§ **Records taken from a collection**
^^^^

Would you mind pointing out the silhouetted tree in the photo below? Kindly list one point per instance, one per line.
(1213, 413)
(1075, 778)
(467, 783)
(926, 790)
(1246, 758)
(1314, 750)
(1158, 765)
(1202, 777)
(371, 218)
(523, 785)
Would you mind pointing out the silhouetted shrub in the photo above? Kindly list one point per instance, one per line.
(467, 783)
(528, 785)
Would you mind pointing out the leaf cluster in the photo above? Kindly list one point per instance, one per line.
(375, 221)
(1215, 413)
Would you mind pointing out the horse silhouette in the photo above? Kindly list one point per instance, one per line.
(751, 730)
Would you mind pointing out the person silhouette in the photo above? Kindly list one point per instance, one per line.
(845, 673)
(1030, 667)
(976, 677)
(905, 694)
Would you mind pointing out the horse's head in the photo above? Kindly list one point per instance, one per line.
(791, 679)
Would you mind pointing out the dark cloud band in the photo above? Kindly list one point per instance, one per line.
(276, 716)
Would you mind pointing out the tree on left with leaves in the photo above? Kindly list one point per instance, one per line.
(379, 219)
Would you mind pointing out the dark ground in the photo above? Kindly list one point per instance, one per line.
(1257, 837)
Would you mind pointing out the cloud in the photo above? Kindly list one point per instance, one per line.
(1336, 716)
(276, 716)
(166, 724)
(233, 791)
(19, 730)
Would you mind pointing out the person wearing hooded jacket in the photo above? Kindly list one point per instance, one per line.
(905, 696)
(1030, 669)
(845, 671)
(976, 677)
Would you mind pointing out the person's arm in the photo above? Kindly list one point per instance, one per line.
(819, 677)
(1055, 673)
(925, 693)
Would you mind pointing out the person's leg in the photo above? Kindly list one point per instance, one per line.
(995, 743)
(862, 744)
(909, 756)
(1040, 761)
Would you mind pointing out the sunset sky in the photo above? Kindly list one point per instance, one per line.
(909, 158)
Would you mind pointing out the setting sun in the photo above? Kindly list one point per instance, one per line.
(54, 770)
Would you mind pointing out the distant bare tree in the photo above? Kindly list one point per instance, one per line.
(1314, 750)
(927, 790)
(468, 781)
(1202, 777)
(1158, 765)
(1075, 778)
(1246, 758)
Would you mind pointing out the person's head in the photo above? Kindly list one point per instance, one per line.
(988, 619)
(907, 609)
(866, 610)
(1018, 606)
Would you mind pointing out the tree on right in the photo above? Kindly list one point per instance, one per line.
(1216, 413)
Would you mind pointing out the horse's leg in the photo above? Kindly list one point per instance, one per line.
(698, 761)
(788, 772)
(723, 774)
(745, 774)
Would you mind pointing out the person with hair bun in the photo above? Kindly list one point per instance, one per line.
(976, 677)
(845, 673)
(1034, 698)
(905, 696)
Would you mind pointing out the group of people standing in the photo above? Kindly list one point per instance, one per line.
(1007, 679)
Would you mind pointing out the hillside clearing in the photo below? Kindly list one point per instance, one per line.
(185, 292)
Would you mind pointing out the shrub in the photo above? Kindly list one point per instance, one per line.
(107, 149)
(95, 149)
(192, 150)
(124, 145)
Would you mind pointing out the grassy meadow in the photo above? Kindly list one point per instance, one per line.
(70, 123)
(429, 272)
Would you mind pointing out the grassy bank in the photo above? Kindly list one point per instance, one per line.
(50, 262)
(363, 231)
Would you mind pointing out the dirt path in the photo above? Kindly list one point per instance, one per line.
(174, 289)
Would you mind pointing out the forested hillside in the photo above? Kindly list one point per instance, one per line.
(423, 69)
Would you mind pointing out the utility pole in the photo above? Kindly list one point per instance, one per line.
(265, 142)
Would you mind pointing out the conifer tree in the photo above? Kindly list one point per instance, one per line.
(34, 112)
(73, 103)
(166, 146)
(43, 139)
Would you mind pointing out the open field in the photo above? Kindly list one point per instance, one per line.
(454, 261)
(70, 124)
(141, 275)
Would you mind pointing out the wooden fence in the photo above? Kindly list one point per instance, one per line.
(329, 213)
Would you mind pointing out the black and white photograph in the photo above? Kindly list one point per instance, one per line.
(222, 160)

^^^^

§ **Directions**
Repeat all of the records above line for line, keeping every word and mark the same.

§ **Finished task**
Would you mind pointing out the silhouetted tree in the photo below? Kindly list one point per instance, one per line.
(1213, 413)
(1075, 778)
(467, 783)
(926, 790)
(1246, 758)
(1314, 750)
(1158, 765)
(1202, 777)
(371, 218)
(523, 785)
Would you mind pointing out the silhouetted shrub in the photo above? Kindly list one point per instance, one per line.
(467, 783)
(528, 785)
Would you mind pointing out the leaf cluster in the photo above? Kindly list one point per instance, one per line.
(375, 221)
(1215, 413)
Would you mind pointing out the horse silhouette in the photo above? Kindly list one point per instance, one per line.
(751, 730)
Would you mind pointing out the person silhouette in the photo above? Kindly list one point per instance, one per line.
(845, 673)
(1030, 667)
(976, 677)
(905, 694)
Would you mind pointing out the horse's head in the photo above? Kindly list one point per instance, one per line.
(791, 679)
Would you mind pointing out the dark cloud band in the photo above? Kindly list one point per instance, one per line.
(276, 716)
Would you mind pointing out the tree on left with leaves in the photo above? Kindly list one point per instance, one per line.
(379, 219)
Would you mind pointing out the dark ground in the photo above? Kindly list one point per instance, one per line.
(1257, 837)
Would you mind pointing out the cloud in the photo above? Kindly list one point per instance, one per line.
(1336, 716)
(276, 716)
(166, 724)
(233, 791)
(19, 730)
Would you mind pointing out the person wearing hooded jacket in the photo above? Kindly list one point per instance, one per line.
(905, 696)
(1030, 669)
(845, 671)
(976, 677)
Would you mind pointing out the person's arm in the photo above? Kindly list one point per instance, one per line.
(819, 677)
(1055, 673)
(925, 693)
Would you mind pointing out the person's leg in the photo above? Kindly list one point per instance, one per line.
(995, 743)
(862, 744)
(909, 756)
(1040, 761)
Would you mind pointing out the sunset sky in the photo above? Kindly list one point per instance, one per line.
(909, 158)
Would you mind pointing out the setting sun in the photo above? Kindly list one point per instance, one per line.
(54, 770)
Would you mind pointing out the distant bare tree in the photo above? Kindly list one point per instance, one per line.
(1314, 750)
(927, 790)
(468, 781)
(1202, 777)
(1158, 765)
(1075, 778)
(1246, 758)
Would you mind pointing out the person's head in the photo above? Kindly list one point per instance, one per line.
(988, 619)
(907, 609)
(866, 610)
(1018, 606)
Would you mind pointing out the tree on right in the photo above? Kindly list one point per instance, one per line.
(1216, 413)
Would you mind pointing out the horse's leg in the photo above? Kindly list one point per instance, one per line.
(698, 761)
(788, 772)
(723, 774)
(745, 774)
Would you mind pointing out the person with hair bun in the photo above? Kindly list one point per instance, one per line.
(976, 677)
(845, 673)
(1034, 698)
(905, 696)
Would you mind pointing out the group of people standing in the photo above? Kindly list one point per instance, one per line.
(1007, 679)
Would you mind pointing out the hillside clearing in the photo below? Kindly list one point per instance, one per line.
(185, 292)
Would you mind pointing out the shrub in the photo above? Kindly list one point per instance, one per line.
(107, 149)
(95, 149)
(192, 150)
(124, 145)
Would you mind pointing out the grassy meadow in the photo above? Kindly list one point per instance, one per line.
(70, 123)
(429, 272)
Would you mind pointing out the grassy bank in the photo above? Kindly list one point per instance, one per line.
(50, 262)
(363, 231)
Would you mind pointing out the dirt path in the photo above? Kindly list one point per instance, one per line.
(174, 289)
Would you mind pointing out the forested hillside in the photo above? Kindly list one point per instance, one per line.
(423, 69)
Would you mind pointing out the utility pole in the photo above? Kindly list one point per instance, one per line.
(265, 142)
Would you mind pointing out the conifer tree in the photo above? Kindly list one point per instance, one per line.
(34, 112)
(73, 103)
(166, 146)
(43, 139)
Would you mind pointing out the open field in the photo above? Kindly list one point per instance, one per line.
(454, 261)
(70, 124)
(141, 275)
Would you mind pointing out the wooden fence in the photo above? Kindly list one point per instance, one per line.
(329, 213)
Would you mind pointing out the black and white photograph in the photo above? Kindly list one point per instance, one per line.
(222, 160)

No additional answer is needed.